- **WRITTEN INSTRUCTION**: Please copy all of the material below word for word, keeping every line unchanged and in the same order.
+--
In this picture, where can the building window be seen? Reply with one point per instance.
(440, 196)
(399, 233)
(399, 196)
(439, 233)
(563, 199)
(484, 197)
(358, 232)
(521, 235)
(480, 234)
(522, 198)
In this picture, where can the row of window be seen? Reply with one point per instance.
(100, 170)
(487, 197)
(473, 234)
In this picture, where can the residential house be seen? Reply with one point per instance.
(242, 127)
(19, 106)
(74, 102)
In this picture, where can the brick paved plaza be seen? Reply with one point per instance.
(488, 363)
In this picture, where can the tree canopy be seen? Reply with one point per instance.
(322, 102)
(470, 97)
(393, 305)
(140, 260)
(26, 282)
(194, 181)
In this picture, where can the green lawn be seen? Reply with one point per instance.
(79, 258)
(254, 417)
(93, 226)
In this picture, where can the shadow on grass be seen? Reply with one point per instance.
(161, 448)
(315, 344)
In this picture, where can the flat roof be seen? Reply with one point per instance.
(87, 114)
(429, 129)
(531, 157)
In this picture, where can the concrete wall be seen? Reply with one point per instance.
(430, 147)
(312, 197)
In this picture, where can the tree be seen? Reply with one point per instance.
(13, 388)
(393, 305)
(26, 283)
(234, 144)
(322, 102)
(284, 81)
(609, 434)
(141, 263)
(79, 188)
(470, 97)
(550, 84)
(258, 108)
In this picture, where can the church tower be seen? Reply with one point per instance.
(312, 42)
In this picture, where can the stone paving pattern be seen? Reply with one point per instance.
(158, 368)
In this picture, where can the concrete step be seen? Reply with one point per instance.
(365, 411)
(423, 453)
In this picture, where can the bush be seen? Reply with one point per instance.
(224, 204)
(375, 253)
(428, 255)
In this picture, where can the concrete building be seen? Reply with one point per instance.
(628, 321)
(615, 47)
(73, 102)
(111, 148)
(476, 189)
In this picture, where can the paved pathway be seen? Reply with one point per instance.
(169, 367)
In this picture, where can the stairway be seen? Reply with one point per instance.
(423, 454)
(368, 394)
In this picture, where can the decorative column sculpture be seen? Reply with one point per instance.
+--
- **WRITTEN ANSWER**:
In this picture, where can the building window be seen? Reply with one point per instance.
(440, 196)
(399, 233)
(399, 196)
(439, 233)
(563, 199)
(484, 197)
(358, 232)
(521, 235)
(480, 234)
(522, 198)
In this picture, where can the row of window be seen? Reply with one point per instance.
(100, 170)
(487, 197)
(473, 234)
In this picture, where can the residential house be seen? Reply with one point per instance.
(242, 127)
(19, 106)
(74, 102)
In this picture, where can the brick paved plaza be seen? Reply with one point per instance.
(488, 363)
In this picture, where can the tree canopy be seen? Reply with one point per instance.
(322, 102)
(470, 97)
(393, 305)
(140, 260)
(26, 282)
(194, 181)
In this picture, where can the green lawn be seen? Reply with one point per instance.
(79, 258)
(254, 417)
(93, 226)
In this picture, where can the shadow on grass be seen? Reply with one point per instance.
(161, 448)
(315, 344)
In this picture, where can the flat roof be seen? Reply with one point per instance.
(87, 114)
(429, 129)
(531, 157)
In this picture, where can the concrete wall be seen? Reply with one point per instance.
(430, 147)
(312, 197)
In this picture, where can the tree be seen? Reply with one point per instance.
(13, 388)
(393, 305)
(26, 283)
(234, 144)
(322, 102)
(284, 81)
(609, 434)
(141, 263)
(79, 188)
(470, 97)
(550, 84)
(258, 108)
In this picture, where can the church tower be seen? Reply with one point per instance.
(312, 42)
In this picture, where can the stone paving pattern be seen? Reply with one point per instance.
(158, 368)
In this picture, where can the concrete step be seen? Reply with one point per instance.
(365, 411)
(423, 453)
In this picture, where can the bush be seen? Reply with one point per instance.
(224, 204)
(375, 253)
(428, 255)
In this picture, where can the concrete building be seen? Reply with one point per instance.
(628, 321)
(615, 47)
(73, 102)
(111, 148)
(476, 189)
In this picture, where can the paved pathway be seen? Reply with one point per instance.
(169, 367)
In this picture, where can the stairway be seen? Reply with one point per instance.
(423, 454)
(368, 394)
In this picture, where can the decorative column sculpture be seen? Reply with one point per instance.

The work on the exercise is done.